- Exercise goal -
Every line of the entries below from the one containing "Target: eyebrow. Please" to the one containing "If you could tag each instance of the man in", both ends included, must be written out exactly. No other line belongs in the answer.

- Source information -
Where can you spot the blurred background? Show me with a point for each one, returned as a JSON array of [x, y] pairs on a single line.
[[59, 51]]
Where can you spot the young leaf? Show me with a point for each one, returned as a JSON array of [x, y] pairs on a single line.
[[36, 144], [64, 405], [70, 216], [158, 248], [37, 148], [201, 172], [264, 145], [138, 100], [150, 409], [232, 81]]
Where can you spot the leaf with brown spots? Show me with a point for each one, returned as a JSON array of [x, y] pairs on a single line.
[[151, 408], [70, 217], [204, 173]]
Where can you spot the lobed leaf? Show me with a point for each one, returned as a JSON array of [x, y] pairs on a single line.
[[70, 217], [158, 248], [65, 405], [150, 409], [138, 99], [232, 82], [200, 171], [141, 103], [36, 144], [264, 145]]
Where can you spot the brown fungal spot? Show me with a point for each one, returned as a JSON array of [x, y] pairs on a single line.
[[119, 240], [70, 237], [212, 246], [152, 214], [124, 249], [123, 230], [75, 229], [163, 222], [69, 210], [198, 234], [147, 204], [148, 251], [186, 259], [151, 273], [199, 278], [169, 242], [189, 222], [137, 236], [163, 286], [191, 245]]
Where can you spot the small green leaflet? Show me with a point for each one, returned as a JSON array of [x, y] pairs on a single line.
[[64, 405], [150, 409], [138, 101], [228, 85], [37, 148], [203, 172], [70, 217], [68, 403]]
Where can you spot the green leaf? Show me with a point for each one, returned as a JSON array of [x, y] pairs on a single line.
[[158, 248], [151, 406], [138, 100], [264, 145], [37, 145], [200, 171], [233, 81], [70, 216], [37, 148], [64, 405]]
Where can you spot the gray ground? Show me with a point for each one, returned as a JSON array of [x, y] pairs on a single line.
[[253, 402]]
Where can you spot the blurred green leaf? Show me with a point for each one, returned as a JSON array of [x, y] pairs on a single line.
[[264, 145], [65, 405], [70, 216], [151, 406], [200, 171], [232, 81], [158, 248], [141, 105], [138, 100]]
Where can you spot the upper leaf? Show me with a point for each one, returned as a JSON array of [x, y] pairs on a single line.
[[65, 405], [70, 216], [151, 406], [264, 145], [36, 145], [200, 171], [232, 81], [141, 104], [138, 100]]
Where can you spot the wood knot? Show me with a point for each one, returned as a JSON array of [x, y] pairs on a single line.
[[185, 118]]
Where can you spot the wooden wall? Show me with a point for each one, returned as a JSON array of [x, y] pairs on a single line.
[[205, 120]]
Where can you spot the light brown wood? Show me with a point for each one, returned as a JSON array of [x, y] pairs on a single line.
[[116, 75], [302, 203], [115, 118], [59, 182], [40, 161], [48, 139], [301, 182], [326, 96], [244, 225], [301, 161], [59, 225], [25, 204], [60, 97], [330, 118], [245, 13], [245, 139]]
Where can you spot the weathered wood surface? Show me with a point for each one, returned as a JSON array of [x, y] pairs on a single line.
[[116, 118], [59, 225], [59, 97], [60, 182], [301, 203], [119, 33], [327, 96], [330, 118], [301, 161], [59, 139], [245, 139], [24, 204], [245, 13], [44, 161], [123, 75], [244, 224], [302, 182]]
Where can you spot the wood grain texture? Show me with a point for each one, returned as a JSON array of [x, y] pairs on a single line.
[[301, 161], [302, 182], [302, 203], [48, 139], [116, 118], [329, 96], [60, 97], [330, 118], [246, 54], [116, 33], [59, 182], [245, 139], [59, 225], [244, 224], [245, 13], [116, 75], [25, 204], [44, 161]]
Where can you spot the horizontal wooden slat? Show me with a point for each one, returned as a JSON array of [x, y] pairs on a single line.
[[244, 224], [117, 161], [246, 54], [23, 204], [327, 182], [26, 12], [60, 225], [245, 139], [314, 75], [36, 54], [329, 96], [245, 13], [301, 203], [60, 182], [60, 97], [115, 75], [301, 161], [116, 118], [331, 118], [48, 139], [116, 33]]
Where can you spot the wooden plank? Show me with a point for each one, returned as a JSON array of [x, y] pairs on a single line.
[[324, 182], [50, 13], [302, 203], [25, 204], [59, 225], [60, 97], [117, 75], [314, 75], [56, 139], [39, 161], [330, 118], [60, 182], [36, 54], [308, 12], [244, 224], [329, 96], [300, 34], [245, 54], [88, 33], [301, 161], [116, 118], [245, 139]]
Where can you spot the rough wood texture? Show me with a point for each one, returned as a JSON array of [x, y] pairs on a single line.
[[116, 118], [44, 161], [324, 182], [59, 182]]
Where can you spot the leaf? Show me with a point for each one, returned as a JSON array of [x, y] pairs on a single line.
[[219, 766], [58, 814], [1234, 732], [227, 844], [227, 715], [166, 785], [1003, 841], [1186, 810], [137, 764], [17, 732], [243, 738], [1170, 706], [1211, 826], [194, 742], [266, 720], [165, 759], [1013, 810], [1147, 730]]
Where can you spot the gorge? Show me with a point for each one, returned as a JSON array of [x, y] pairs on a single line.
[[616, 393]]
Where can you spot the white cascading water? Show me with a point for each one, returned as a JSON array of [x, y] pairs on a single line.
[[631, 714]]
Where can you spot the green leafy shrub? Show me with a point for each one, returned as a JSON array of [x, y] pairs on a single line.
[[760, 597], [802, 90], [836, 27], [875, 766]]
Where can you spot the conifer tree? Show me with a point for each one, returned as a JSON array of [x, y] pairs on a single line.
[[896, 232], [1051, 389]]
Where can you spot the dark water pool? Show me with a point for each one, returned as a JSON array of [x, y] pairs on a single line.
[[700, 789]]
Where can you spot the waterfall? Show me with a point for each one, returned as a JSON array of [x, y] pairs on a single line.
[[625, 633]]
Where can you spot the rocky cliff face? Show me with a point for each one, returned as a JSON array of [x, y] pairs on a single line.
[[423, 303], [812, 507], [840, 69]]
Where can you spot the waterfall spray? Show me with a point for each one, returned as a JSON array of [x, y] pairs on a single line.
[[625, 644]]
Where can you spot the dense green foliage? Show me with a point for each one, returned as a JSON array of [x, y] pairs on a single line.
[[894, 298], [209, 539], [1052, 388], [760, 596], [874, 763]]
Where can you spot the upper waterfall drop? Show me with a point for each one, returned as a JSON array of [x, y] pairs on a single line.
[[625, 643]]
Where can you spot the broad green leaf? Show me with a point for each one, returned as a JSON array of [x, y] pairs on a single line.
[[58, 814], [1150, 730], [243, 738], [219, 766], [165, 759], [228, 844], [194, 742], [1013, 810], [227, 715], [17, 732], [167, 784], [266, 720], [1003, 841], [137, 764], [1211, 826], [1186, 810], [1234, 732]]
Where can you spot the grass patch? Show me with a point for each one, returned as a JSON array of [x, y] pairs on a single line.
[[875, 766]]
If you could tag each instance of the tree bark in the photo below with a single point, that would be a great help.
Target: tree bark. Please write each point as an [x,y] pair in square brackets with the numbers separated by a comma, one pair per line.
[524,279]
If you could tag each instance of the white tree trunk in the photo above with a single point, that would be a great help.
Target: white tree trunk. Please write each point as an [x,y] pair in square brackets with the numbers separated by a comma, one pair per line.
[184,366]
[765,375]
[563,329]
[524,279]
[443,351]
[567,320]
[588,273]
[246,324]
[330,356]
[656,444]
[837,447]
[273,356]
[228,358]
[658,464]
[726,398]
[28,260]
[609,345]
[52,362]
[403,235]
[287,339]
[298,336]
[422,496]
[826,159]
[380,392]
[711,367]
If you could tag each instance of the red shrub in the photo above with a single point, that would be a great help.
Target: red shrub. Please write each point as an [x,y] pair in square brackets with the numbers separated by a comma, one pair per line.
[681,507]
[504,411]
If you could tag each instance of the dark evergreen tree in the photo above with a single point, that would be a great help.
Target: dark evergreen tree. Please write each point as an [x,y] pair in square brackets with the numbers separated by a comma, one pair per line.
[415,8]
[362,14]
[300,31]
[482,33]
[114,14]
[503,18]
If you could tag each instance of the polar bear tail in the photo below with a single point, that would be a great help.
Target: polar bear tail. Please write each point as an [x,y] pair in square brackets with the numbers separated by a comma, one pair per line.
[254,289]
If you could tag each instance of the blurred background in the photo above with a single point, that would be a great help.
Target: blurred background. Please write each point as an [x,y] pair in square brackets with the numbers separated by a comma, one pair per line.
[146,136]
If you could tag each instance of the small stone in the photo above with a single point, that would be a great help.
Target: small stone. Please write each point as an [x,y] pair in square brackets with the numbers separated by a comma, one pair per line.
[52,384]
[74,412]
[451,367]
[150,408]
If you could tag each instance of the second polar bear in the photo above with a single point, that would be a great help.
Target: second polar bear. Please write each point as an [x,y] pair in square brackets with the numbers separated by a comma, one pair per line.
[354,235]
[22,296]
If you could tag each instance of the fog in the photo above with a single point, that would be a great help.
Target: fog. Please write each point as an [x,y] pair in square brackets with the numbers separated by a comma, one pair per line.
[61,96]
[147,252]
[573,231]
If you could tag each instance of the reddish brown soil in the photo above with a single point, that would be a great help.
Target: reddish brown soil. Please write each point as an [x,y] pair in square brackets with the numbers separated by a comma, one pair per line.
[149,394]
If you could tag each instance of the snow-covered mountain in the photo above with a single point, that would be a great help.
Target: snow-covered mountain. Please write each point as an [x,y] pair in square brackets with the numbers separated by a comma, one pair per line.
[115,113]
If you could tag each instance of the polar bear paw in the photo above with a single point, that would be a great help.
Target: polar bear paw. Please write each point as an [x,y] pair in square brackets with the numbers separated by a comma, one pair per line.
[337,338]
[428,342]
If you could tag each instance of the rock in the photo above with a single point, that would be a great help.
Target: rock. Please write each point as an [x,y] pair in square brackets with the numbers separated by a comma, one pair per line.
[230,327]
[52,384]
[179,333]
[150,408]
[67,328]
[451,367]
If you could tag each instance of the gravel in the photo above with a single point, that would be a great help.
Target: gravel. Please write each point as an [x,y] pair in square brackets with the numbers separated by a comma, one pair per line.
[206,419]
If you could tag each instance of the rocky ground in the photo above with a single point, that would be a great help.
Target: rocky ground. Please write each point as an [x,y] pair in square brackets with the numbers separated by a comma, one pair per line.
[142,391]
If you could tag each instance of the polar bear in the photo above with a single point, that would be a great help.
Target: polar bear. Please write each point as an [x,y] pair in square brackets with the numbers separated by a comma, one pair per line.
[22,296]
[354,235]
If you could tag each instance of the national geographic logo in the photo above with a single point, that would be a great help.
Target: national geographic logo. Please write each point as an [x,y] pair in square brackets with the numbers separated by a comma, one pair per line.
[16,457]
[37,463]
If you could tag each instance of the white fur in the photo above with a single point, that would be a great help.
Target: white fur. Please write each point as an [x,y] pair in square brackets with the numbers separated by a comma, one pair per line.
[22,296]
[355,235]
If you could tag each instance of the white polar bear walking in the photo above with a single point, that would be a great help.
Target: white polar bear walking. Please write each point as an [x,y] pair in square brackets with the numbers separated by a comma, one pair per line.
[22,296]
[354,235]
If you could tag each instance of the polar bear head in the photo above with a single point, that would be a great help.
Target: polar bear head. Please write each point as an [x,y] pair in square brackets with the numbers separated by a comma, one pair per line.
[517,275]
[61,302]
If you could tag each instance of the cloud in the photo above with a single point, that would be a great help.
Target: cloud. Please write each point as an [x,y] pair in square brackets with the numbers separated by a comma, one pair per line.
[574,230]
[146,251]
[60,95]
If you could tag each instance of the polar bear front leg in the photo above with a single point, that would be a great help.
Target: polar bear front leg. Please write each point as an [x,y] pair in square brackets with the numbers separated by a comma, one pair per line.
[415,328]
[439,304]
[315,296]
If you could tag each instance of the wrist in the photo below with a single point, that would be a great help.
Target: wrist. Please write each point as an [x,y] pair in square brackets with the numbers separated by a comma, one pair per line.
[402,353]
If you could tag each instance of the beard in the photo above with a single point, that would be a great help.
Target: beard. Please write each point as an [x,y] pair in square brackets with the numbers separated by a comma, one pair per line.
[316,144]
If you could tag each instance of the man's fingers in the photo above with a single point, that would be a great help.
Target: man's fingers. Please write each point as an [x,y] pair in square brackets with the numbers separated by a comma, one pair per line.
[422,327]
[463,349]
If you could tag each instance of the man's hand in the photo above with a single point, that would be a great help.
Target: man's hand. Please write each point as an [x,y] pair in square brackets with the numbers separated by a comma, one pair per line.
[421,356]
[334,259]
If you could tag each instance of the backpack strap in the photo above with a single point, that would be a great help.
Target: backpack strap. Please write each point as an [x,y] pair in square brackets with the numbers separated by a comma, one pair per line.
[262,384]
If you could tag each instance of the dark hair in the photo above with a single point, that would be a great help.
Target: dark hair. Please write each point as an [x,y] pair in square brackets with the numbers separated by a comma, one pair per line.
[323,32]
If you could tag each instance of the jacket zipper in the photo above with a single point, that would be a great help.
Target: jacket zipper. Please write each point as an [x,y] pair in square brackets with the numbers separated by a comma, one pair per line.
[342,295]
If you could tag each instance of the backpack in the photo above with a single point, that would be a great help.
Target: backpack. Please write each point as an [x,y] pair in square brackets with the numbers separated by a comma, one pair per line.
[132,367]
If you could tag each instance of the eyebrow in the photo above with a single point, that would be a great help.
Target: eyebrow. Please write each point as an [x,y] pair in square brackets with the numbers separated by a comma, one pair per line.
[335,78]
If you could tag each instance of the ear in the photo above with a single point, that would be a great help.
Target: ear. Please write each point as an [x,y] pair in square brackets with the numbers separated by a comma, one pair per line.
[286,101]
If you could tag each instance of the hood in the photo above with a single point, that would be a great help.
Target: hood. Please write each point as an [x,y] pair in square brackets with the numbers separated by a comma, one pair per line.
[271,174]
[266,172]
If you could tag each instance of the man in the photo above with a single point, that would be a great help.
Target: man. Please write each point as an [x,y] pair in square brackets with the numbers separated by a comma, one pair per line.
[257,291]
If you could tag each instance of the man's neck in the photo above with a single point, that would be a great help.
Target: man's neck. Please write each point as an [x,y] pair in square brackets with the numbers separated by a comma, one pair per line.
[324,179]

- Solution below -
Target: eyebrow. Please write each point as an [x,y] pair in square brackets with the numbers separated by a comma, one pair per line.
[335,78]
If you could tag each instance of the ear in the photo above with a single point, that would be a great help.
Target: ear. Please write each point as an [x,y] pair in square brackets with the numbers separated by a comma, one pair per line.
[286,101]
If you could tag each instance of the hood in the photo above with a single point, that would be a great help.
Target: hood. Please write each point as an [x,y] pair in square brackets with the numbers separated by a comma, one pair per line.
[271,174]
[266,172]
If you could tag each instance of the man in the photo above with a single point, that would be a great help.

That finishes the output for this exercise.